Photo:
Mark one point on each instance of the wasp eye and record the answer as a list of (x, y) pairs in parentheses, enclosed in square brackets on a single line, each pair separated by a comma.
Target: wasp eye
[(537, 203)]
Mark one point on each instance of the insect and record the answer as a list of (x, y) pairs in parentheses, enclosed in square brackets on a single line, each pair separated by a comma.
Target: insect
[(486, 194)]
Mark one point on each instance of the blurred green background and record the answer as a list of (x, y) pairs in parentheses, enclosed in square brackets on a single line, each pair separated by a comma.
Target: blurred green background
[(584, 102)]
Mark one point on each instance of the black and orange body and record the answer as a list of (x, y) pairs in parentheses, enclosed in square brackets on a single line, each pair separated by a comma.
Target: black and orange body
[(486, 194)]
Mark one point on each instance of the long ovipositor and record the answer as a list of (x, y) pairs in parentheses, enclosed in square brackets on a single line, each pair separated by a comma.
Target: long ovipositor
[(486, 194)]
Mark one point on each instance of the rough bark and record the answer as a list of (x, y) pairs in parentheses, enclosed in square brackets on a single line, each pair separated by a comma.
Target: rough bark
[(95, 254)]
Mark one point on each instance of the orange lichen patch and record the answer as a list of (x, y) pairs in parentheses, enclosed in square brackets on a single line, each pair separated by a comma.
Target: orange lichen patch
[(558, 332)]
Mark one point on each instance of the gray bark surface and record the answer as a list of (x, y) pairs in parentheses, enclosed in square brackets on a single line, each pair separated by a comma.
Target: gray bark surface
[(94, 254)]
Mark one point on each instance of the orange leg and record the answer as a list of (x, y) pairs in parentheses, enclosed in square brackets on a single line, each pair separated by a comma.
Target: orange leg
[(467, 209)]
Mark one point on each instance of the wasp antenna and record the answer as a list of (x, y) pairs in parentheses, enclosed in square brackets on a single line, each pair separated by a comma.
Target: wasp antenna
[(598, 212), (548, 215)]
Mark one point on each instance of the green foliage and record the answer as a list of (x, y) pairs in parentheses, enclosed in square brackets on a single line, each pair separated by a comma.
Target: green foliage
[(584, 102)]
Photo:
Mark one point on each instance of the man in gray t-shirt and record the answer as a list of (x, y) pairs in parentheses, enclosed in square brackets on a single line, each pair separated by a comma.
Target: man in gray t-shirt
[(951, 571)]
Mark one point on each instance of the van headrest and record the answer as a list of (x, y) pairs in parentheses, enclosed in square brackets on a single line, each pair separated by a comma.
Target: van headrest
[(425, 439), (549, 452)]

# # # # # # #

Work required: Repeat the data in full, keeping each word exactly as it is.

Exercise answer:
Photo:
Mark one point on each instance of the wasp eye and record the answer as a list of (x, y) pairs in parentheses, enclosed in square brackets on a single line, each pair separated by a comma.
Target: wasp eye
[(537, 203)]
Mark one point on each instance of the insect and record the answer as a list of (x, y) pairs in parentheses, enclosed in square brackets on a single line, each pair separated by a comma.
Target: insect
[(486, 194)]
Mark one point on each instance of the blurred green background and record the answer as a list of (x, y) pairs in parentheses, enclosed in square brackets on a single line, each pair separated by a comma.
Target: blurred green background
[(584, 102)]
Mark one point on each instance of the black and orange body and record the answer as a list of (x, y) pairs in parentheses, enclosed in square brackets on a single line, each pair separated by a comma.
Target: black and orange body
[(486, 194)]
Mark one point on each instance of the long ovipositor and record the answer as a list of (x, y) pairs in parentheses, enclosed in square brackets on a single line, each pair separated by a comma.
Target: long ovipositor
[(486, 194)]
Mark one point on each instance of the rough bark and record the answer as a list of (x, y) pairs in parentheses, enclosed in square brackets on a single line, each pair separated by a comma.
Target: rough bark
[(95, 254)]
Mark one point on each instance of the orange lichen patch and record the answer as a list of (x, y) pairs in parentheses, enclosed in square brackets on a single line, each pair separated by a comma.
Target: orange lichen patch
[(558, 332)]
Mark one point on each instance of the gray bark surface and record the answer as a list of (x, y) pairs in parentheses, enclosed in square brackets on a single line, each pair separated by a comma.
Target: gray bark surface
[(94, 254)]
Mark one point on each instance of the orange leg and record the answer as a list of (x, y) pairs in parentheses, enclosed in square brackets on a single line, each pair separated by a comma.
Target: orange leg
[(467, 209)]
Mark one point on each instance of the wasp antenna and record the answer as a list of (x, y) pairs in parentheses, enclosed in square brackets on a single line, each pair separated by a comma.
Target: wasp antenna
[(598, 212), (548, 215)]
Mark one point on each instance of the green foliage and record the answer as a list of (x, y) pairs in parentheses, enclosed in square brackets on a single line, each pair separated by a comma.
Target: green foliage
[(584, 102)]
Photo:
Mark one point on each instance of the man in gray t-shirt and record the answer as a list of (x, y) pairs in parentheses, enclosed in square brackets on a single line, each pair separated by a comma.
Target: man in gray t-shirt
[(951, 571)]
Mark one point on each instance of the van headrest and record the answer as a list of (x, y) pairs in parentheses, enclosed in square brackets on a single line, each pair separated by a comma.
Target: van headrest
[(425, 439), (549, 452)]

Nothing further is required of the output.